• **Set exercise 1**
Report every line of the listing below that contains the word "brown", copying each such line in full.

• **Selection**
·····
CoT: What Futures, Hedge Funds Positions Can Tell Us
Following futures positions of non-commercials are as of March 18, 2025.
10-year note: Currently net short 881.4k, up 144.3k.
As expected, the FOMC left the fed funds rate steady at a range of 425 basis points to 450 basis points. What was not expected was the rather mixed signal given. The quarterly statement cut the growth rate forecast this year in real GDP from 2.1 percent in December to 1.7 percent, while raising core inflation forecast to grow at 2.8 percent versus the December forecast of 2.5 percent.
In the futures market, traders seem to place more emphasis on the GDP forecast, as they now expect three 25-basis-point cuts this year to a range of 350 basis points to 375 basis points, as opposed to two going into the two-day meeting. That said, there was a time when they were expecting six to seven cuts this year.
At the post-meeting presser, Chair Jerome Powell said a good part of the uptick in inflation projection has to do with tariffs. Forecasts are forecasts. This is even more true now, as Powell himself said the forecasts are “highly uncertain.” Indeed, the uncertainty surrounding the Trump administration’s tariff/fiscal policy is just too big. In this environment, the collective wisdom of markets itself should be viewed with a lot of caution, as possible policy distortion creeps in.
30-year bond: Currently net short 13.5k, down 20.7k.
Major US economic releases for next week are as follows.
The S&P Case-Shiller home price index (January) and new home sales (February) are scheduled for Tuesday.
In December, home prices nationally rose 3.9 percent year-over-year. This was the fastest growth rate in four months.
Sales of new homes tumbled 10.5 percent month-over-month in January to a seasonally adjusted annual rate of 657,000 units – a three-month low.
Durable goods orders (February) will be out Wednesday. Orders for non-defense capital goods ex-aircraft – proxy for business capex plans – increased 0.8 percent m/m in January to $75.1 billion (SAAR). This was a new high.
GDP (4Q24, 3rd estimate) and corporate profits (4Q24) are on schedule for Thursday.
The second estimate showed real GDP grew 2.3 percent during the December quarter. This was a three-quarter low.
·····
• **Raw records**
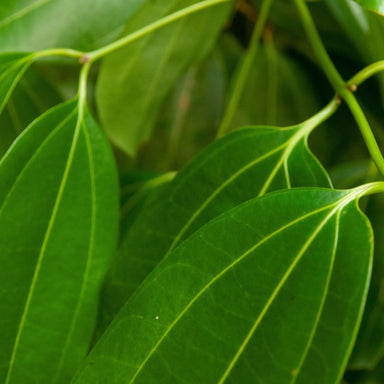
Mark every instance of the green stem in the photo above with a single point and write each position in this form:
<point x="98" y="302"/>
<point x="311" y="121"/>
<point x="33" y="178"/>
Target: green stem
<point x="99" y="53"/>
<point x="59" y="52"/>
<point x="340" y="85"/>
<point x="244" y="69"/>
<point x="366" y="73"/>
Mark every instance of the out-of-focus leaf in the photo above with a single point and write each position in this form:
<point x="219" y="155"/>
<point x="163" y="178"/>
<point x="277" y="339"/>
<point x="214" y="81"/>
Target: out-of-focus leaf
<point x="31" y="97"/>
<point x="141" y="74"/>
<point x="269" y="292"/>
<point x="58" y="227"/>
<point x="369" y="348"/>
<point x="191" y="117"/>
<point x="278" y="91"/>
<point x="373" y="5"/>
<point x="31" y="25"/>
<point x="246" y="163"/>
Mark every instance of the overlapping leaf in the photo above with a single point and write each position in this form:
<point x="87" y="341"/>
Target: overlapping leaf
<point x="31" y="97"/>
<point x="271" y="292"/>
<point x="39" y="24"/>
<point x="142" y="73"/>
<point x="246" y="163"/>
<point x="373" y="5"/>
<point x="58" y="227"/>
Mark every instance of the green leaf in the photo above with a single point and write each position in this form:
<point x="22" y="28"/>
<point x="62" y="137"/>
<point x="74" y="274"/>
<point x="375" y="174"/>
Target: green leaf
<point x="31" y="97"/>
<point x="58" y="228"/>
<point x="34" y="25"/>
<point x="12" y="67"/>
<point x="373" y="5"/>
<point x="369" y="348"/>
<point x="288" y="91"/>
<point x="269" y="292"/>
<point x="143" y="72"/>
<point x="244" y="164"/>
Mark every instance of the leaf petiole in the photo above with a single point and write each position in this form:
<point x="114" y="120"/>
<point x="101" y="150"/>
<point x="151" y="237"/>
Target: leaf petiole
<point x="366" y="73"/>
<point x="340" y="85"/>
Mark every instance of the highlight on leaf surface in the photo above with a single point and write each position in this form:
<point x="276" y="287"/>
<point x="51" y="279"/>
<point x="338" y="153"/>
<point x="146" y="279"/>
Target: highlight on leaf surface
<point x="271" y="291"/>
<point x="55" y="243"/>
<point x="244" y="164"/>
<point x="373" y="5"/>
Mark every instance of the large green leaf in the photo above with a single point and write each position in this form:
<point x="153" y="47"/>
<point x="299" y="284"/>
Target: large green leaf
<point x="58" y="227"/>
<point x="373" y="5"/>
<point x="269" y="292"/>
<point x="244" y="164"/>
<point x="39" y="24"/>
<point x="288" y="91"/>
<point x="31" y="97"/>
<point x="142" y="73"/>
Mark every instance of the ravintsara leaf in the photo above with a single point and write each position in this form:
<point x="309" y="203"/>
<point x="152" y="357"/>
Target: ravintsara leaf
<point x="142" y="73"/>
<point x="34" y="25"/>
<point x="269" y="292"/>
<point x="288" y="91"/>
<point x="242" y="165"/>
<point x="12" y="67"/>
<point x="58" y="228"/>
<point x="373" y="5"/>
<point x="32" y="96"/>
<point x="369" y="348"/>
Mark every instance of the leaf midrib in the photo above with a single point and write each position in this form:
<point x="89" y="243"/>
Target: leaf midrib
<point x="45" y="241"/>
<point x="229" y="267"/>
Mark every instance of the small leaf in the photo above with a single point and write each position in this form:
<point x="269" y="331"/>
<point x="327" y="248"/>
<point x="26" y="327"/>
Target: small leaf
<point x="31" y="97"/>
<point x="142" y="73"/>
<point x="373" y="5"/>
<point x="12" y="67"/>
<point x="58" y="227"/>
<point x="269" y="292"/>
<point x="244" y="164"/>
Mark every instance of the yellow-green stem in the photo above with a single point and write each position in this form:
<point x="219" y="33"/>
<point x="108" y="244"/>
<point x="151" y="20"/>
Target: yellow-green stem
<point x="340" y="86"/>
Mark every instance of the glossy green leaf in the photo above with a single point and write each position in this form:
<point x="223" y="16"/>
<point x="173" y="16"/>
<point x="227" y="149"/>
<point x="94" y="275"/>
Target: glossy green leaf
<point x="58" y="228"/>
<point x="369" y="348"/>
<point x="269" y="292"/>
<point x="246" y="163"/>
<point x="142" y="73"/>
<point x="12" y="67"/>
<point x="39" y="24"/>
<point x="373" y="5"/>
<point x="31" y="97"/>
<point x="288" y="91"/>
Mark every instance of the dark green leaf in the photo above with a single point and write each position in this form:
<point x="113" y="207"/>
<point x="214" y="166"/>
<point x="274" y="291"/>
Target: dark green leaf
<point x="39" y="24"/>
<point x="12" y="67"/>
<point x="288" y="92"/>
<point x="245" y="164"/>
<point x="142" y="73"/>
<point x="269" y="292"/>
<point x="31" y="97"/>
<point x="58" y="227"/>
<point x="373" y="5"/>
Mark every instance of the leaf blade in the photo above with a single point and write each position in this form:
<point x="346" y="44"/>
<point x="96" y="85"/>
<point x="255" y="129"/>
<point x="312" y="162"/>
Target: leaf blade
<point x="187" y="315"/>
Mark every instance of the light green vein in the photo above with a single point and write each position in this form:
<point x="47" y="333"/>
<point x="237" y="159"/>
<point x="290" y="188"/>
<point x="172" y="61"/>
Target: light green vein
<point x="320" y="311"/>
<point x="45" y="243"/>
<point x="217" y="191"/>
<point x="274" y="295"/>
<point x="89" y="257"/>
<point x="35" y="154"/>
<point x="23" y="12"/>
<point x="230" y="266"/>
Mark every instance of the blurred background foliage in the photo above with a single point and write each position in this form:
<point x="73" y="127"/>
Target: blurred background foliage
<point x="284" y="87"/>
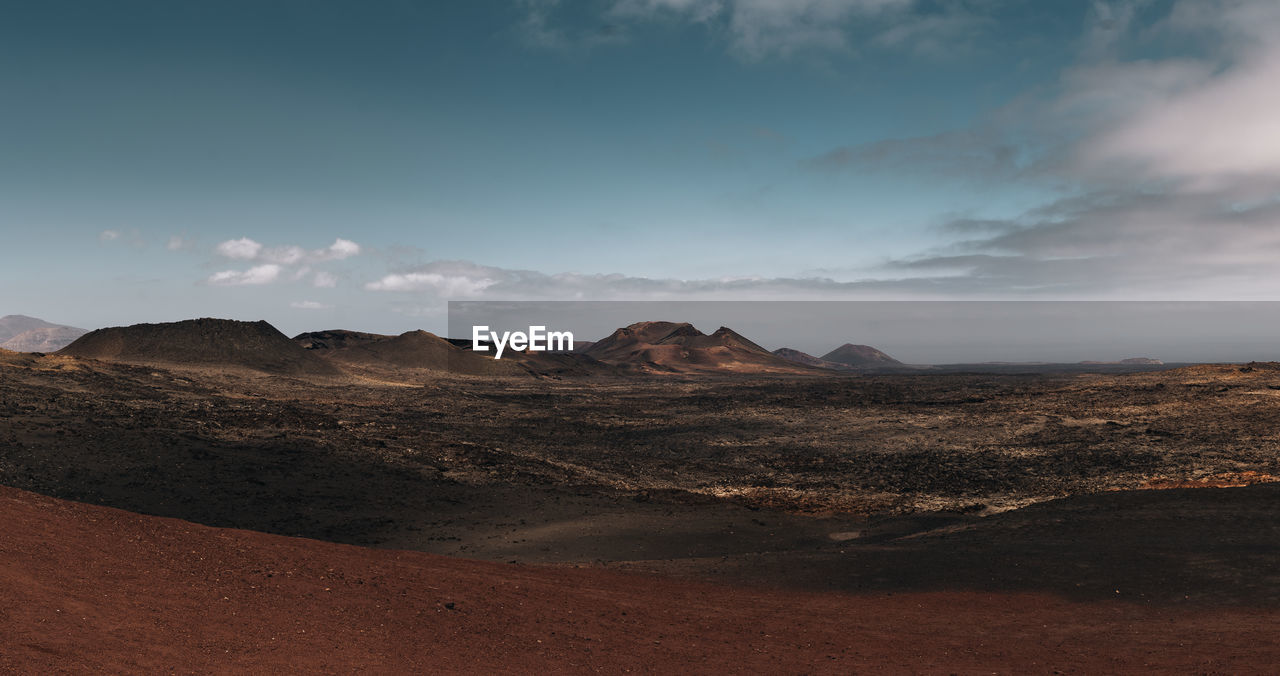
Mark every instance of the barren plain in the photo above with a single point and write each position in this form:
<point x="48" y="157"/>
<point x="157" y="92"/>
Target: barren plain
<point x="1138" y="502"/>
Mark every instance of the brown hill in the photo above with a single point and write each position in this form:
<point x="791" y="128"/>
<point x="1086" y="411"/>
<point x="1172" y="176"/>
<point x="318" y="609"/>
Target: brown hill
<point x="416" y="351"/>
<point x="809" y="360"/>
<point x="337" y="338"/>
<point x="860" y="356"/>
<point x="679" y="347"/>
<point x="202" y="342"/>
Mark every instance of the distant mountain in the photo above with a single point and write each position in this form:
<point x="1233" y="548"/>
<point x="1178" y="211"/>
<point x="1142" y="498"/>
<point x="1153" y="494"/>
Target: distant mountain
<point x="1130" y="361"/>
<point x="337" y="338"/>
<point x="679" y="347"/>
<point x="860" y="356"/>
<point x="202" y="342"/>
<point x="416" y="350"/>
<point x="809" y="360"/>
<point x="22" y="333"/>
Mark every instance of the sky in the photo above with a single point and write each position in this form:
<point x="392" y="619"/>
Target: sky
<point x="357" y="164"/>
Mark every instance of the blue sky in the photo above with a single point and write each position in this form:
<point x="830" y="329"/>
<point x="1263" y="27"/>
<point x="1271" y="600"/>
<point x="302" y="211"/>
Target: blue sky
<point x="325" y="164"/>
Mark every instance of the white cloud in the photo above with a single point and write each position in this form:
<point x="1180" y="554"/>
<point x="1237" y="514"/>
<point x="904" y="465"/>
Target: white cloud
<point x="342" y="249"/>
<point x="246" y="249"/>
<point x="260" y="274"/>
<point x="440" y="284"/>
<point x="759" y="28"/>
<point x="275" y="261"/>
<point x="242" y="249"/>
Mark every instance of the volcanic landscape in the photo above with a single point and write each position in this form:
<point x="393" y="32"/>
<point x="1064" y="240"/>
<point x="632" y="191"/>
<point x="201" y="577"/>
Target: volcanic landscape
<point x="661" y="499"/>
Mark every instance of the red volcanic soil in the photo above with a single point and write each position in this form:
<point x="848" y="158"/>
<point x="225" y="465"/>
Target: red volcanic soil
<point x="90" y="589"/>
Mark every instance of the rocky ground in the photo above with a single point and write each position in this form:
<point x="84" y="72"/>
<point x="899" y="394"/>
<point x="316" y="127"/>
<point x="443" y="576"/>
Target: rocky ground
<point x="955" y="523"/>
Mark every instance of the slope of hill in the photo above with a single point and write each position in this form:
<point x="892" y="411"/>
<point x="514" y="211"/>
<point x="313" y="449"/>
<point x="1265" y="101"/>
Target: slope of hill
<point x="22" y="333"/>
<point x="415" y="351"/>
<point x="337" y="338"/>
<point x="202" y="342"/>
<point x="809" y="360"/>
<point x="860" y="356"/>
<point x="92" y="589"/>
<point x="679" y="347"/>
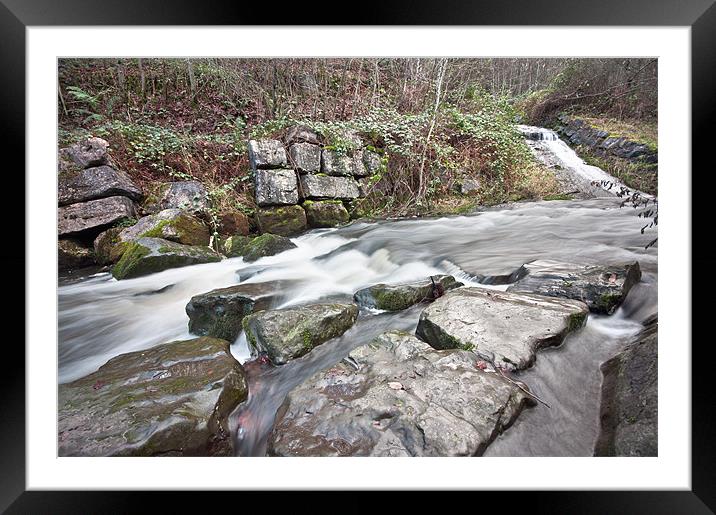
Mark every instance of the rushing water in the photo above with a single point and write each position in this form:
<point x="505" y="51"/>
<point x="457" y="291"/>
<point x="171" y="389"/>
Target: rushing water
<point x="100" y="317"/>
·····
• **Set exercise 2**
Answer these questions from the futures commentary above:
(a) At what range did the FOMC leave the fed funds rate?
(b) By what percentage did new home sales fall month-over-month in January?
(c) According to the second estimate, how much did real GDP grow during the December quarter?

• **Expected answer 1**
Mark every instance of the brown hill in the photo above with a single point and write each position in this form:
Target: brown hill

• **Expected answer 2**
(a) 425 basis points to 450 basis points.
(b) 10.5 percent.
(c) 2.3 percent.